How many lines in the records below contain the word "orange"? Reply with the number alone.

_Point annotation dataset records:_
* * * * * * * * *

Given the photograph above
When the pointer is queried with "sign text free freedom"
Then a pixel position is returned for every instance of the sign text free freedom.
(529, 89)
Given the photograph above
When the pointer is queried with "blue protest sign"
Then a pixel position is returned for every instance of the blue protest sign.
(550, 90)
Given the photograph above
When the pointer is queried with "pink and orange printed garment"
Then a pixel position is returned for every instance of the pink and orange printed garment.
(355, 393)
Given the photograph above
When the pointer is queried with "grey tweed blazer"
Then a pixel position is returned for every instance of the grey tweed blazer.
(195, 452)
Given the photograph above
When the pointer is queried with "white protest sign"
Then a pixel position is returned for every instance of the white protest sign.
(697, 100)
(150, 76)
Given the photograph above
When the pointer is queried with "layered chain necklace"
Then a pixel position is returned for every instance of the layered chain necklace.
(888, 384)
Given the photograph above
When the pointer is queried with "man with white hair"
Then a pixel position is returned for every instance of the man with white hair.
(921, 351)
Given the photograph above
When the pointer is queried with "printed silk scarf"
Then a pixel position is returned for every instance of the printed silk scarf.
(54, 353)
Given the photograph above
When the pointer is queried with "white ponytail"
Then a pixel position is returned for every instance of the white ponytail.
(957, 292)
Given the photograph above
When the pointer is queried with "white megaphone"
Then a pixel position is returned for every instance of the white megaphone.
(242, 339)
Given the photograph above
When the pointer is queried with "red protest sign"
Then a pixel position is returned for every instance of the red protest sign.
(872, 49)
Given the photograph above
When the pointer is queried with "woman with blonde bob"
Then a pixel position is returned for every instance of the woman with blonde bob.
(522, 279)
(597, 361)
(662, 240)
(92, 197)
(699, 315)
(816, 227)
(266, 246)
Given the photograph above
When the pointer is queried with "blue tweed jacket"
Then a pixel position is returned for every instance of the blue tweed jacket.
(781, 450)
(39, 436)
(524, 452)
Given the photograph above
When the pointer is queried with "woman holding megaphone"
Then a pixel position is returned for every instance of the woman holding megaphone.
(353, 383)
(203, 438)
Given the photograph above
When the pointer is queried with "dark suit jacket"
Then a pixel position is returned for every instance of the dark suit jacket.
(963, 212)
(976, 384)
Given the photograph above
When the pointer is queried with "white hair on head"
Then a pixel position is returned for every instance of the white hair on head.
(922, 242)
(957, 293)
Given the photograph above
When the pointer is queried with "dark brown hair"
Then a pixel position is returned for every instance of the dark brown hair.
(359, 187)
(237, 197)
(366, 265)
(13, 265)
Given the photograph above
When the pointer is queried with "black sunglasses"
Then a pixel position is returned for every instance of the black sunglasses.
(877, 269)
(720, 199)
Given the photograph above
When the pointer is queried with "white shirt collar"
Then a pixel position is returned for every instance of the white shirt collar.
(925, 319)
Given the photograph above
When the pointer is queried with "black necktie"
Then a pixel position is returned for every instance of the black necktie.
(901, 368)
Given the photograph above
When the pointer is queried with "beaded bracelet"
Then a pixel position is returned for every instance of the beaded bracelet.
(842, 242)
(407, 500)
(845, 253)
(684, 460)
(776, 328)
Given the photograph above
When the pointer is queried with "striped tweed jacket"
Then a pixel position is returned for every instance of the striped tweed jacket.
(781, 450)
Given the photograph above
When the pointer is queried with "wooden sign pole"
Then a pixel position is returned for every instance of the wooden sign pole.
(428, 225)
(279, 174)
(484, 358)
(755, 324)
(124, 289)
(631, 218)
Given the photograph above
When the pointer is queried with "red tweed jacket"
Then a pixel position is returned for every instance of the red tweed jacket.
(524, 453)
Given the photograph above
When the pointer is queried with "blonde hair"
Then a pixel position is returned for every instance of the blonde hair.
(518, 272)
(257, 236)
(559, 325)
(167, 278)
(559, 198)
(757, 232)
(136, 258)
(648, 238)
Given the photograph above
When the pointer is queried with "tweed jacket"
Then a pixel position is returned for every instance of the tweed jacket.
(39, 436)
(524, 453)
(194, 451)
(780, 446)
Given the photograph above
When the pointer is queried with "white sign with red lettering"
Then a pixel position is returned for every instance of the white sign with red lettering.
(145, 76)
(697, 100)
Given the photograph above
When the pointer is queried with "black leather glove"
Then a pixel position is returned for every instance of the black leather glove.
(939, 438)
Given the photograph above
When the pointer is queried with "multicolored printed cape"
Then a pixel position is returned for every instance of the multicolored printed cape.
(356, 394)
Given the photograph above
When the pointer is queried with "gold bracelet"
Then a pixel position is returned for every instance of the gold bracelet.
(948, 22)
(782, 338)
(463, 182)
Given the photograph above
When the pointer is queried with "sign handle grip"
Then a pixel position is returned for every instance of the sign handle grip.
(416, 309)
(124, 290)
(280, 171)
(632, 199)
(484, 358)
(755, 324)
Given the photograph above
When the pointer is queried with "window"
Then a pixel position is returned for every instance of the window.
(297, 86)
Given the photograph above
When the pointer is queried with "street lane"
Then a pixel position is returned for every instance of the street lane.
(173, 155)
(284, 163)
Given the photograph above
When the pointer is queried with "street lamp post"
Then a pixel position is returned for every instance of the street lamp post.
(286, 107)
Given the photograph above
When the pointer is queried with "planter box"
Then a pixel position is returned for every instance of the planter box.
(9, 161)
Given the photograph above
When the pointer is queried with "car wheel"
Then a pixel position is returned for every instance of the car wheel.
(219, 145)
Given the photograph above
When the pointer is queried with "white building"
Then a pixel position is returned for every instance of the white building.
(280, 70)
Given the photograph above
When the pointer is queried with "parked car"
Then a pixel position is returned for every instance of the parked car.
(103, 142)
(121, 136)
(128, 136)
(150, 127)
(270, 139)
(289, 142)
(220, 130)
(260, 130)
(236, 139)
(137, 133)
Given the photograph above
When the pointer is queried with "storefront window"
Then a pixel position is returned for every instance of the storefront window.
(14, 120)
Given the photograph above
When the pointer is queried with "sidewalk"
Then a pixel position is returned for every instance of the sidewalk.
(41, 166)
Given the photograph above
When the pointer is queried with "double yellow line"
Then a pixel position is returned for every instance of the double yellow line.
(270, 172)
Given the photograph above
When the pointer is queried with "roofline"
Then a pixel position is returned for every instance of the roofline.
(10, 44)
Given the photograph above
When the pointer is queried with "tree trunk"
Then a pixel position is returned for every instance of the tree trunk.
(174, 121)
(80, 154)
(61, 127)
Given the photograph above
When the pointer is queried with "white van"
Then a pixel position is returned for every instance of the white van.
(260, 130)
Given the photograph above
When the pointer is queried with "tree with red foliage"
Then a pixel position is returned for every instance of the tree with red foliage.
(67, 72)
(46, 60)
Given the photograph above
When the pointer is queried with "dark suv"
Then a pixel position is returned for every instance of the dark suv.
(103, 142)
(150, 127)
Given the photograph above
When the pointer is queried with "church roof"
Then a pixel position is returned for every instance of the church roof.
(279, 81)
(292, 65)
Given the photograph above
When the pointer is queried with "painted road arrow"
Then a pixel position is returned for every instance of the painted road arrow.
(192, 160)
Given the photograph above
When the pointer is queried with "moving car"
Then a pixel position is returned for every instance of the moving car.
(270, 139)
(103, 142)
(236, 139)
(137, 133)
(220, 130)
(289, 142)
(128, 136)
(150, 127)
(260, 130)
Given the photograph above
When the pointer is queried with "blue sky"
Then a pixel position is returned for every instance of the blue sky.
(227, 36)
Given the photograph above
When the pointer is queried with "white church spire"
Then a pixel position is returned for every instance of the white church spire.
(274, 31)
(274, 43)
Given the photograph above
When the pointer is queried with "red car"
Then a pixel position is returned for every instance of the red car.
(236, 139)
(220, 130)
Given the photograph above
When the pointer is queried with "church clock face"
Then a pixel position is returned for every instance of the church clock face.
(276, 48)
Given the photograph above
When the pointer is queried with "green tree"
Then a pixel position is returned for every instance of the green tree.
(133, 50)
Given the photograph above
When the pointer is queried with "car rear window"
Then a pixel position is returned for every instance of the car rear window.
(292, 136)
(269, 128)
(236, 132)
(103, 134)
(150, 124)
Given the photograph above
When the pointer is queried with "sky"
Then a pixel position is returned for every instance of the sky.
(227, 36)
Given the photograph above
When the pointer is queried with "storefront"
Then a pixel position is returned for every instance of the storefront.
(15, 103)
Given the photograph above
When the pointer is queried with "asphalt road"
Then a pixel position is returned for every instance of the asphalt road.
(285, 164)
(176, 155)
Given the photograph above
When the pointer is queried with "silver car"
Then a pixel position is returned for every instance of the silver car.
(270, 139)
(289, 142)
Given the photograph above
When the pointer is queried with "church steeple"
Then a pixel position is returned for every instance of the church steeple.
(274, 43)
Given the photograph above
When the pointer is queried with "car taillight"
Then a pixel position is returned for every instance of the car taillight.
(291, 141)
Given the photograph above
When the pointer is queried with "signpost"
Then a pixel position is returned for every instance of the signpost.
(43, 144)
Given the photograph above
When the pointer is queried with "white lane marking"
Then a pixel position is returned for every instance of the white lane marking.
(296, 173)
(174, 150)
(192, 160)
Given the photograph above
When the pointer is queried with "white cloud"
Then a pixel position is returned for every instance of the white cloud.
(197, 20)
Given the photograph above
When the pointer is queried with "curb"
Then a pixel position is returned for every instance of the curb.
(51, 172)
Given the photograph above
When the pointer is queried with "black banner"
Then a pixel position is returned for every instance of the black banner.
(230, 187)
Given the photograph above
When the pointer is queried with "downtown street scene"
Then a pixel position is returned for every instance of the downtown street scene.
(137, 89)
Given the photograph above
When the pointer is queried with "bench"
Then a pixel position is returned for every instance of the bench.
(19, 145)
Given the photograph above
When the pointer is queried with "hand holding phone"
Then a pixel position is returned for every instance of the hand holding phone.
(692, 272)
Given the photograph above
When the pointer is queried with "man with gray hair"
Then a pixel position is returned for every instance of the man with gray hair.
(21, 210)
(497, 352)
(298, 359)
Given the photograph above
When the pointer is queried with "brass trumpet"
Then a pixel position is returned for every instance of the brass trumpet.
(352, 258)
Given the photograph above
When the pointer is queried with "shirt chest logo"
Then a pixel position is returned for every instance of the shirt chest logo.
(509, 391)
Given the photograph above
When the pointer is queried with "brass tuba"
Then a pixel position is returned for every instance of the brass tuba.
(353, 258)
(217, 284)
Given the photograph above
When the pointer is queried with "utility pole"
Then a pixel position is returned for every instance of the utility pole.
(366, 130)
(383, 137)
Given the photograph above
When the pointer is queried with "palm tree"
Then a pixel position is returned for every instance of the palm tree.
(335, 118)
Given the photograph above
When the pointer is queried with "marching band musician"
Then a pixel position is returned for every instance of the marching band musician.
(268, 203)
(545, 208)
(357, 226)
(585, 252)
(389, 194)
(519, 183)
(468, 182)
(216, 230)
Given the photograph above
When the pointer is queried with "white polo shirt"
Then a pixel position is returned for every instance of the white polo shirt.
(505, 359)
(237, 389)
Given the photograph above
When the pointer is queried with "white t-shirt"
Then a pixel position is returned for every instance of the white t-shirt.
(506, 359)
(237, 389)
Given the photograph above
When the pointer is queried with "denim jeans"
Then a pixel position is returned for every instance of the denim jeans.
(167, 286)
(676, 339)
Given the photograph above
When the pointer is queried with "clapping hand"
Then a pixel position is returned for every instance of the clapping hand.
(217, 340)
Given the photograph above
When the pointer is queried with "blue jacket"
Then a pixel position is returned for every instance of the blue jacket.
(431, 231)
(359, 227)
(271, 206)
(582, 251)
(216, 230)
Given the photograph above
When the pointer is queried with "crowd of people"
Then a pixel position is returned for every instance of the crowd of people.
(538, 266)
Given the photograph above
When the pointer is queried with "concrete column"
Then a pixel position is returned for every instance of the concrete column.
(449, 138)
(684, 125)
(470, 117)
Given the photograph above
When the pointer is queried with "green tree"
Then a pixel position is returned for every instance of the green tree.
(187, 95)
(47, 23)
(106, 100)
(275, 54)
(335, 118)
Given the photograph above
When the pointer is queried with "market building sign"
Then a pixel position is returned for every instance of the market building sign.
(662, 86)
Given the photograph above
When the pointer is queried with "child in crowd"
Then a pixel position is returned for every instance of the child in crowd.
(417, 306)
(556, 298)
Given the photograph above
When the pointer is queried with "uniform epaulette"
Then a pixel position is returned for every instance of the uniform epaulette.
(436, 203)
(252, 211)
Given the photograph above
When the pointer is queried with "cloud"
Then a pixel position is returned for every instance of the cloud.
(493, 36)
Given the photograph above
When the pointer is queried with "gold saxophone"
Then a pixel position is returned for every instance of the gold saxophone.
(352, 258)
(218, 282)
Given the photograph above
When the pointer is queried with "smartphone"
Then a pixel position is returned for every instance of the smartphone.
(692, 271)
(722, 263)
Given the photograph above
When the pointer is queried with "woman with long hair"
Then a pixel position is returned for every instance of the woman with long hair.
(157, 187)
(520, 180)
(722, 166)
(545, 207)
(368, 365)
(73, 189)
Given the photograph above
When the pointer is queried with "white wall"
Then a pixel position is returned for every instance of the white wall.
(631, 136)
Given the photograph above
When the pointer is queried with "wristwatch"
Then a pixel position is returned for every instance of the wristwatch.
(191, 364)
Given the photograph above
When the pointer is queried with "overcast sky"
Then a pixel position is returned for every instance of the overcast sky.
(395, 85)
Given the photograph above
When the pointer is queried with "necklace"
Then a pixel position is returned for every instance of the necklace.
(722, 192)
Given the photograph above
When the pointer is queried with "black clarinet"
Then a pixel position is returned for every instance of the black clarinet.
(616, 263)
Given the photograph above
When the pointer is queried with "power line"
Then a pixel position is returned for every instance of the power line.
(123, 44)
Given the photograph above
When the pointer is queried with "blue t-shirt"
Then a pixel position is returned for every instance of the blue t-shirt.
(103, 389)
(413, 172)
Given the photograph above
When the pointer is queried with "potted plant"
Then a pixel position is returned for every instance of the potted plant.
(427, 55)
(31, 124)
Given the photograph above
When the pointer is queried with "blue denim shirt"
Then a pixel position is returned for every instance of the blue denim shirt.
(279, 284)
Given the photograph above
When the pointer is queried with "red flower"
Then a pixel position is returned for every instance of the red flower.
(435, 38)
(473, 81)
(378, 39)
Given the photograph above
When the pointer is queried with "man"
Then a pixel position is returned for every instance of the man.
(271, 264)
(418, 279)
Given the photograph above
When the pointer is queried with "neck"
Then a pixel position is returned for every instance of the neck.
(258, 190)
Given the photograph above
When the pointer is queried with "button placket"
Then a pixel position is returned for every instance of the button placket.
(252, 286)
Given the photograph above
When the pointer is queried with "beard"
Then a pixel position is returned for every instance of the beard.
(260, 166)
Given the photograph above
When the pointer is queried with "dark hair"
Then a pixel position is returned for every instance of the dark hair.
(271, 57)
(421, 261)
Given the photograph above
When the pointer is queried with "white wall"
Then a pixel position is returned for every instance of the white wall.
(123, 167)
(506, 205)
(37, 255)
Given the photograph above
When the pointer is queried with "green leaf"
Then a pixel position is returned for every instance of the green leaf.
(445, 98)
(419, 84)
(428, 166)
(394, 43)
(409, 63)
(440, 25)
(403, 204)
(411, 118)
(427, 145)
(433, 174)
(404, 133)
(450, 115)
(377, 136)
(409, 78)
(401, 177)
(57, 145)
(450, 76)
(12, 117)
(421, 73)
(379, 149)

* * * * * * * * *

_Task solution:_
2